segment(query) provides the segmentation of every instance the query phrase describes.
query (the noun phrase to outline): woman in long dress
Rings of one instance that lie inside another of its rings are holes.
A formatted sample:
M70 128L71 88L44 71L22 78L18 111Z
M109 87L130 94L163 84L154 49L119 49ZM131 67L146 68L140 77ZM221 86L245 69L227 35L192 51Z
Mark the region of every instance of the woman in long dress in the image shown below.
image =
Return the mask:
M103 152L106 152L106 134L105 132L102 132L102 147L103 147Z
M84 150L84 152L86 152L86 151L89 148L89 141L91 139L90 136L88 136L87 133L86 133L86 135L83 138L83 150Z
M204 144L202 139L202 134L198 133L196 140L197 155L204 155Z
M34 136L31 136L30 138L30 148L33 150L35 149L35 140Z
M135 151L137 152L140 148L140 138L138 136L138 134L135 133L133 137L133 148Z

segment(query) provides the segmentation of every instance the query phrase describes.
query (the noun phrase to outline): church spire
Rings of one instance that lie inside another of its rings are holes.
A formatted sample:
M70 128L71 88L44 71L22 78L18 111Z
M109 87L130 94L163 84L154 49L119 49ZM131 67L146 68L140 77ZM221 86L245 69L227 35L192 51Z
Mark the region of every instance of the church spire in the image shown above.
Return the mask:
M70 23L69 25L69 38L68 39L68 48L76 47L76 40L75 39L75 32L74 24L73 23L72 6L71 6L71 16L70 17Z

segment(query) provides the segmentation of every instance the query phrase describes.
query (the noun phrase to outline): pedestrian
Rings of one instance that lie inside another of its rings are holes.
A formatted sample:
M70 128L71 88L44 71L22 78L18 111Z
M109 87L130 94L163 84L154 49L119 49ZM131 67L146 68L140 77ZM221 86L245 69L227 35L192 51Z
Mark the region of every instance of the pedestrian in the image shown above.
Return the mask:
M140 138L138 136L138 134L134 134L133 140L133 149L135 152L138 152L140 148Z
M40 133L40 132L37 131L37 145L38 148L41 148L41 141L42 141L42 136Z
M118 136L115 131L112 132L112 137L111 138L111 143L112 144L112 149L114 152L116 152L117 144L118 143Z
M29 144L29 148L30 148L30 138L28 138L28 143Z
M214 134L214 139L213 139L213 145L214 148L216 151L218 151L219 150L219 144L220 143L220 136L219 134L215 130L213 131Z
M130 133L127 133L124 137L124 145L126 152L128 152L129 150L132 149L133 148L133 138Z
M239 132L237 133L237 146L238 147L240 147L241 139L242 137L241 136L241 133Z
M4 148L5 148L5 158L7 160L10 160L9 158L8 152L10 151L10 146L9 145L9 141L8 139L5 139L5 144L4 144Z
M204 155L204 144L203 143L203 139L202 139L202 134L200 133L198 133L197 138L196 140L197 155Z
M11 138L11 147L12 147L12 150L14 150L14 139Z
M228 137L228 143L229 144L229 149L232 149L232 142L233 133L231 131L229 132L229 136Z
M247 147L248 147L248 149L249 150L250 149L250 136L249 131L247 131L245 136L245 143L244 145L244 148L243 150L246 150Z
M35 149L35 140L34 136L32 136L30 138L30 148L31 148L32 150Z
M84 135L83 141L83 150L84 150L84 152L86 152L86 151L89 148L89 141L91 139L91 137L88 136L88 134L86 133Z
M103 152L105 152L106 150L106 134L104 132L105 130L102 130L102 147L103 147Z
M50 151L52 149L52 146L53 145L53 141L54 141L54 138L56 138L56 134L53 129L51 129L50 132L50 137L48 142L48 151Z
----
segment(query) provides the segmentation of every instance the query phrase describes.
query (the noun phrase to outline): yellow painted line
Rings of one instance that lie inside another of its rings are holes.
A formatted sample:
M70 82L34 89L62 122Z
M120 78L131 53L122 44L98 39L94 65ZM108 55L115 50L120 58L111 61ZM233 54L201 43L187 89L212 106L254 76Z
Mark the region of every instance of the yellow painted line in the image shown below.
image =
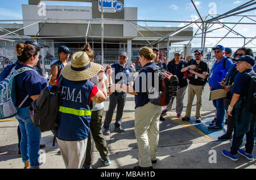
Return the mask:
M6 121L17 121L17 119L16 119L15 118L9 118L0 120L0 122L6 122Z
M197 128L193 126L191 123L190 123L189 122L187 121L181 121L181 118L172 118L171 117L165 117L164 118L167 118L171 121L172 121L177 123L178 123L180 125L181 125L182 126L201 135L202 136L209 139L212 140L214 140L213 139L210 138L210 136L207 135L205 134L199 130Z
----
Report every line of the records above that contains the word "pedestrian", copying each such line in full.

◆ Problem solution:
query (the noun phrase to outline): pedestrian
Mark the region of every instance of the pedestrian in the image shown above.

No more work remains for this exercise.